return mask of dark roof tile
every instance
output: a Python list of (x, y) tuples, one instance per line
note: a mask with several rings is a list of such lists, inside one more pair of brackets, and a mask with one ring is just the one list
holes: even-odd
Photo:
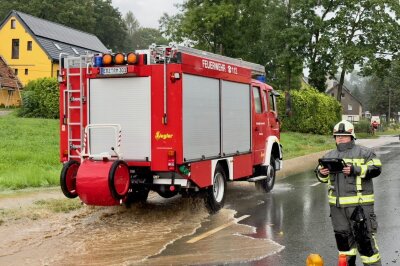
[(37, 37), (50, 39), (97, 52), (108, 49), (95, 35), (58, 23), (34, 17), (19, 11), (16, 13)]

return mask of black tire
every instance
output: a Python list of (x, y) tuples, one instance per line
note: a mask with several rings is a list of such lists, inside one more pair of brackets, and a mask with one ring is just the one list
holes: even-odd
[(260, 166), (259, 175), (267, 175), (269, 177), (260, 181), (256, 181), (256, 188), (266, 193), (270, 192), (275, 185), (276, 169), (275, 169), (275, 158), (271, 155), (270, 166)]
[[(119, 168), (119, 166), (123, 166), (128, 169), (128, 183), (126, 185), (126, 188), (124, 189), (123, 192), (117, 191), (117, 188), (115, 187), (115, 175), (116, 172)], [(108, 173), (108, 187), (110, 189), (111, 195), (114, 199), (120, 200), (126, 197), (129, 191), (129, 186), (130, 186), (130, 179), (129, 179), (129, 167), (128, 164), (122, 160), (117, 160), (115, 161), (110, 168), (110, 172)]]
[(139, 187), (128, 193), (125, 206), (130, 207), (134, 203), (146, 203), (150, 190), (146, 187)]
[(206, 189), (205, 204), (208, 212), (214, 214), (218, 212), (225, 203), (226, 175), (220, 164), (215, 168), (213, 184)]
[(125, 200), (125, 206), (129, 208), (135, 203), (146, 203), (153, 184), (153, 176), (150, 172), (140, 172), (136, 176), (136, 182), (131, 183), (129, 193)]
[(70, 199), (76, 198), (76, 174), (80, 164), (77, 161), (70, 160), (66, 162), (60, 174), (60, 186), (63, 194)]

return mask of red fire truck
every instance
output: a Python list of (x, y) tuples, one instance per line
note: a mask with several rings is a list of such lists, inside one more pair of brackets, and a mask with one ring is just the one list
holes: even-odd
[(224, 205), (226, 183), (269, 192), (282, 168), (278, 94), (265, 68), (193, 48), (60, 55), (63, 193), (88, 205), (202, 195)]

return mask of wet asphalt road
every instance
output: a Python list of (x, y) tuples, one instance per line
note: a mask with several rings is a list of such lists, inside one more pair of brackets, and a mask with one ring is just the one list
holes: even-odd
[[(375, 211), (379, 223), (378, 244), (383, 265), (400, 265), (400, 143), (375, 148), (375, 151), (383, 164), (382, 174), (374, 181)], [(243, 251), (238, 248), (236, 253), (242, 253), (236, 254), (238, 259), (230, 263), (226, 263), (229, 260), (225, 260), (223, 264), (302, 266), (305, 265), (310, 253), (318, 253), (323, 257), (325, 266), (337, 265), (338, 253), (329, 218), (327, 187), (318, 183), (312, 171), (278, 180), (269, 194), (255, 193), (252, 189), (253, 187), (249, 185), (230, 184), (225, 208), (237, 211), (236, 218), (250, 215), (240, 221), (240, 224), (255, 228), (254, 233), (248, 233), (247, 236), (269, 239), (284, 248), (268, 253), (266, 257), (261, 256), (258, 260), (248, 259), (246, 253), (251, 253), (251, 247), (249, 249), (247, 246)], [(211, 228), (213, 228), (213, 218), (203, 224), (195, 235)], [(180, 244), (178, 241), (168, 246), (157, 257), (179, 253), (188, 247), (188, 244), (184, 244), (187, 239), (183, 238)], [(228, 238), (226, 241), (229, 241)], [(219, 261), (224, 261), (223, 257), (228, 256), (226, 254), (228, 243), (221, 242), (221, 238), (219, 242), (213, 243), (213, 239), (210, 238), (204, 243), (213, 245), (214, 251), (217, 250), (216, 253), (221, 254), (222, 258)], [(256, 248), (255, 245), (254, 249)], [(201, 248), (196, 252), (199, 256), (208, 256), (207, 252), (201, 254)], [(241, 257), (247, 260), (241, 260)], [(215, 265), (215, 263), (203, 265)], [(357, 265), (362, 265), (359, 257)]]
[[(382, 174), (374, 180), (378, 244), (383, 265), (400, 265), (400, 143), (375, 151), (383, 164)], [(285, 246), (280, 253), (247, 265), (305, 265), (310, 253), (320, 254), (327, 266), (337, 265), (327, 188), (316, 184), (314, 173), (306, 172), (278, 182), (265, 204), (252, 210), (233, 203), (238, 216), (251, 214), (244, 223), (255, 226), (257, 235)], [(362, 265), (359, 257), (357, 265)]]

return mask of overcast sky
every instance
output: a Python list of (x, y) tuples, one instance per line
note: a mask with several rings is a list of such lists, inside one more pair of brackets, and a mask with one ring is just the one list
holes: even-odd
[(112, 0), (113, 6), (117, 7), (123, 16), (132, 11), (140, 26), (157, 29), (158, 20), (163, 13), (177, 13), (174, 4), (182, 2), (183, 0)]

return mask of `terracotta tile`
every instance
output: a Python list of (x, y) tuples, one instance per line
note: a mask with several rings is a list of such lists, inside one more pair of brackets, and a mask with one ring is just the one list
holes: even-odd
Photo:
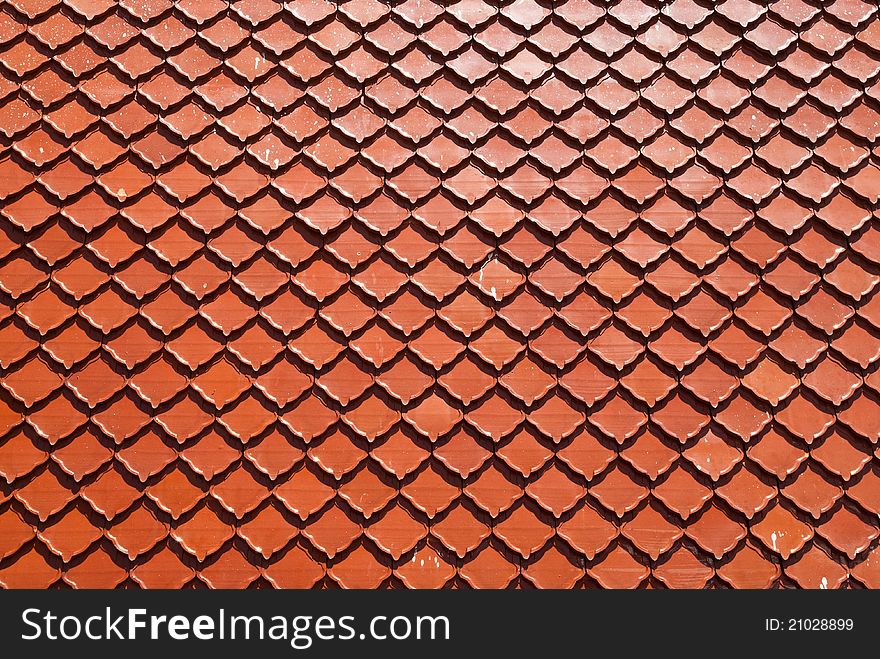
[(652, 573), (668, 588), (703, 588), (715, 571), (685, 548), (670, 553), (669, 558)]
[(369, 519), (396, 496), (396, 490), (373, 471), (365, 470), (359, 472), (340, 490), (340, 496)]
[(662, 483), (653, 488), (653, 494), (667, 508), (682, 519), (689, 519), (712, 497), (712, 490), (697, 481), (683, 468), (669, 472)]
[(870, 552), (866, 559), (851, 571), (852, 576), (867, 587), (873, 587), (877, 581), (877, 554)]
[(652, 560), (666, 553), (683, 535), (680, 528), (651, 506), (642, 508), (632, 520), (626, 522), (621, 527), (621, 533)]
[(493, 528), (493, 534), (510, 549), (528, 559), (544, 546), (553, 531), (529, 508), (521, 505)]
[(0, 524), (4, 530), (4, 542), (2, 550), (0, 550), (3, 558), (15, 554), (34, 537), (34, 529), (12, 509), (3, 513), (0, 517)]
[(574, 441), (557, 453), (559, 458), (571, 469), (588, 480), (606, 469), (615, 454), (596, 437), (580, 434)]
[(594, 411), (588, 421), (604, 434), (622, 444), (633, 436), (648, 420), (647, 415), (633, 409), (623, 398), (613, 396), (599, 411)]
[(492, 454), (475, 438), (461, 432), (443, 446), (435, 448), (434, 455), (448, 469), (467, 478), (482, 467)]
[(592, 485), (590, 494), (617, 517), (623, 517), (648, 496), (648, 488), (622, 469), (613, 468)]
[(21, 368), (2, 378), (3, 387), (27, 407), (46, 398), (63, 382), (43, 360), (37, 358), (25, 362)]
[[(723, 336), (722, 334), (719, 340)], [(727, 350), (722, 350), (717, 346), (713, 346), (713, 349), (726, 358), (730, 356), (730, 352)], [(689, 375), (682, 378), (681, 383), (695, 396), (712, 405), (713, 408), (727, 400), (737, 386), (735, 377), (709, 359), (700, 362)]]
[(544, 373), (540, 365), (530, 358), (518, 362), (513, 370), (498, 381), (526, 405), (542, 398), (556, 384), (556, 379)]
[(434, 315), (434, 311), (411, 291), (404, 291), (383, 308), (379, 315), (405, 336), (412, 336)]
[(256, 508), (269, 495), (268, 489), (245, 469), (235, 469), (211, 487), (211, 496), (238, 519)]
[(427, 528), (400, 506), (392, 506), (364, 534), (394, 560), (409, 552), (427, 533)]
[(572, 481), (561, 470), (551, 467), (526, 487), (526, 493), (558, 518), (578, 503), (586, 494), (586, 488)]
[(746, 530), (715, 506), (708, 507), (685, 531), (700, 547), (721, 558), (746, 536)]
[(330, 508), (303, 531), (303, 535), (330, 558), (348, 548), (361, 533), (360, 527), (337, 508)]
[(112, 457), (113, 452), (89, 431), (52, 454), (52, 459), (77, 482), (101, 468)]
[(412, 560), (396, 568), (394, 574), (413, 589), (442, 588), (453, 576), (455, 568), (430, 547), (413, 554)]
[(848, 482), (868, 462), (869, 454), (861, 442), (833, 432), (811, 455), (826, 469)]
[[(640, 435), (620, 454), (620, 457), (652, 481), (666, 473), (678, 456), (678, 452), (668, 445), (668, 440), (663, 441), (650, 431)], [(613, 456), (609, 454), (608, 459), (611, 457)]]
[(587, 570), (604, 588), (637, 588), (650, 570), (623, 547), (617, 546), (601, 563)]
[(837, 361), (825, 358), (804, 377), (804, 384), (822, 398), (834, 405), (840, 405), (855, 393), (860, 379), (845, 370)]
[(204, 496), (198, 479), (177, 469), (166, 474), (161, 482), (150, 486), (147, 496), (174, 519), (195, 506)]
[(216, 553), (233, 533), (234, 529), (208, 507), (199, 508), (170, 530), (171, 537), (199, 562)]
[(864, 552), (877, 537), (877, 530), (847, 508), (839, 508), (816, 532), (850, 560)]
[[(10, 412), (7, 410), (5, 415), (7, 419), (9, 415)], [(4, 432), (8, 432), (12, 425), (14, 424), (4, 423)], [(33, 440), (20, 430), (7, 438), (0, 447), (0, 455), (3, 456), (3, 467), (0, 473), (7, 483), (12, 483), (17, 478), (26, 476), (49, 458), (48, 453), (40, 450)]]
[(829, 483), (817, 470), (808, 467), (794, 483), (782, 490), (782, 494), (814, 519), (819, 519), (843, 495), (843, 490)]
[(738, 448), (731, 446), (711, 431), (703, 435), (682, 455), (714, 481), (718, 481), (743, 458), (743, 454)]
[(847, 578), (847, 570), (836, 564), (824, 551), (813, 548), (785, 573), (802, 588), (826, 590), (839, 588)]
[(777, 419), (807, 443), (818, 438), (834, 423), (834, 417), (802, 396), (792, 398)]
[(640, 332), (645, 338), (658, 330), (672, 313), (666, 303), (660, 303), (647, 292), (634, 295), (616, 314), (629, 327)]
[(308, 455), (321, 469), (334, 478), (341, 479), (357, 468), (367, 453), (353, 438), (336, 432), (310, 448)]
[(107, 530), (110, 541), (130, 559), (149, 551), (167, 534), (165, 525), (143, 506), (135, 508)]
[(244, 456), (272, 480), (289, 471), (303, 458), (303, 452), (291, 446), (277, 431), (263, 438), (259, 444), (244, 451)]
[(69, 436), (86, 420), (87, 417), (63, 395), (53, 398), (27, 417), (31, 427), (50, 444)]
[(236, 549), (221, 553), (211, 565), (199, 572), (199, 578), (211, 588), (247, 588), (260, 571)]
[(182, 451), (180, 457), (196, 473), (206, 479), (211, 479), (216, 474), (225, 471), (240, 455), (240, 452), (224, 441), (220, 435), (208, 432), (198, 442)]
[(716, 574), (735, 588), (758, 589), (769, 588), (779, 577), (780, 569), (746, 545), (733, 560), (716, 569)]
[(305, 520), (333, 497), (333, 489), (308, 469), (300, 469), (274, 491), (289, 510)]
[(538, 588), (573, 588), (584, 576), (580, 562), (551, 547), (523, 571), (523, 576)]
[(530, 433), (521, 431), (497, 450), (499, 457), (511, 468), (528, 477), (549, 460), (553, 453)]
[(662, 333), (649, 344), (651, 350), (663, 361), (672, 364), (679, 371), (692, 364), (705, 347), (694, 342), (675, 328)]
[(61, 570), (52, 567), (36, 549), (0, 569), (0, 583), (6, 588), (48, 588), (60, 576)]
[(379, 397), (366, 398), (357, 408), (347, 412), (342, 420), (356, 433), (373, 441), (388, 432), (399, 420), (399, 412)]
[(310, 588), (324, 576), (324, 568), (295, 546), (263, 570), (276, 588)]
[[(851, 487), (847, 494), (865, 510), (874, 512), (877, 510), (877, 474), (867, 471), (855, 486)], [(839, 490), (838, 490), (839, 492)]]
[[(400, 364), (405, 363), (409, 362), (400, 362)], [(484, 373), (475, 361), (466, 358), (457, 362), (451, 371), (441, 375), (437, 382), (455, 398), (465, 405), (469, 405), (495, 385), (495, 378)], [(420, 382), (417, 395), (421, 394), (430, 384), (430, 378), (424, 383)], [(403, 399), (402, 402), (407, 403), (409, 400), (411, 398)]]
[(870, 406), (873, 405), (872, 400), (864, 394), (852, 400), (853, 403), (846, 410), (839, 412), (838, 418), (859, 435), (872, 443), (876, 442), (880, 434), (868, 413)]
[(644, 348), (626, 333), (612, 325), (589, 343), (590, 350), (602, 361), (622, 371), (635, 361)]
[(89, 554), (81, 563), (64, 574), (64, 581), (74, 588), (108, 589), (117, 587), (128, 577), (125, 568), (102, 549)]
[(730, 310), (706, 291), (698, 291), (675, 314), (704, 337), (718, 330), (731, 316)]
[[(414, 461), (419, 460), (420, 456)], [(401, 494), (429, 518), (449, 508), (461, 494), (459, 488), (449, 483), (450, 477), (441, 472), (438, 467), (425, 468), (413, 482), (401, 489)]]
[(492, 517), (500, 515), (522, 496), (520, 489), (495, 465), (482, 471), (464, 493)]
□ □ □
Your objective:
Exactly the lines from the top of the entries through the line with "return mask of black tire", inclusive, must be given again, with every picture omitted.

Expected output:
return mask of dark roof tile
every instance
output: a Python list of (x, y) tuples, one instance per line
note: a mask with several rings is a list of such lists, inside one more pair of brackets, and a mask with one ring is just the one list
holes: even-odd
Photo:
[(37, 37), (50, 39), (97, 52), (108, 49), (95, 35), (58, 23), (34, 17), (19, 11), (16, 13)]

return mask of black tire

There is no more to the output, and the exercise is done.